***** AUSGEWÄHLTER ABSCHNITT

Sollten Vorkommen von in § 30 BNatSchG genannten Strukturen bei näheren Untersuchungen
im konkreten Verfahren zur Genehmigung/Planfeststellung von Gleichstrom-Seekabelsystemen
aufgefunden werden, sind diese zu analysieren und bei der Entscheidungsfindung mit
besonderem Gewicht zu behandeln. Ggf. ist eine räumliche Alternative im Nahbereich
ermittelbar, die die entsprechenden Schutzgüter besser zu wahren in der Lage ist. Jedoch ist
zum jetzigen Zeitpunkt keine konkrete räumliche Zuordnung der genannten Strukturen möglich.
Zur weiteren Minimierung sind die Vorgaben des § 45 WHG sowie die beste Umweltpraxis
(„best environmental practice“) gemäß OSPAR-Übereinkommen und der jeweilige Stand der
Technik zu berücksichtigen und im Einzelverfahren zu konkretisieren.
Mit Blick auf § 2 Absatz 2 Nummer 6 ROG, der den Schutz, die Pflege und die Entwicklung von
Natur und Landschaft mit den Erfordernissen eines Biotopverbundsystems verbindet, soll
sichergestellt werden, dass die Ausbreitungsvorgänge und weiträumigen ökologischen
Wechselbeziehungen der Arten und ihrer Lebensräume berücksichtigt werden.
5.3.2.9 Sedimenterwärmung
Bei der Verlegung von Gleichstrom/Drehstrom-Seekabelsystemen sollen potenzielle
Beeinträchtigungen der Meeresumwelt durch eine kabelinduzierte Sedimenterwärmung
weitestgehend reduziert werden. Als naturschutzfachlicher Vorsorgewert ist das
sogenannte „2 K-Kriterium“ einzuhalten, das eine maximal tolerierbare
Temperaturerhöhung des Sediments um 2 Grad in 20 cm Sedimenttiefe festsetzt.

**********

Tippen Sie aus dem Abschnitt über Seekabelsysteme den Teil wortgetreu ab, der mit „5.3.2.9 Sedimenterwärmung“ anfängt und sich bis einschließlich „cm Sedimenttiefe festsetzt.“ fortsetzt.

***** BEREITGESTELLTES MATERIAL

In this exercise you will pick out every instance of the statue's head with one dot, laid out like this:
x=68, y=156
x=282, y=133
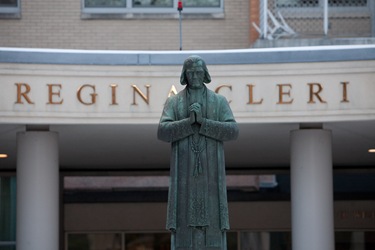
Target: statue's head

**********

GELÖSTE AUFGABE =>
5.3.2.9 Sedimenterwärmung
Bei der Verlegung von Gleichstrom/Drehstrom-Seekabelsystemen sollen potenzielle
Beeinträchtigungen der Meeresumwelt durch eine kabelinduzierte Sedimenterwärmung
weitestgehend reduziert werden. Als naturschutzfachlicher Vorsorgewert ist das
sogenannte „2 K-Kriterium“ einzuhalten, das eine maximal tolerierbare
Temperaturerhöhung des Sediments um 2 Grad in 20 cm Sedimenttiefe festsetzt.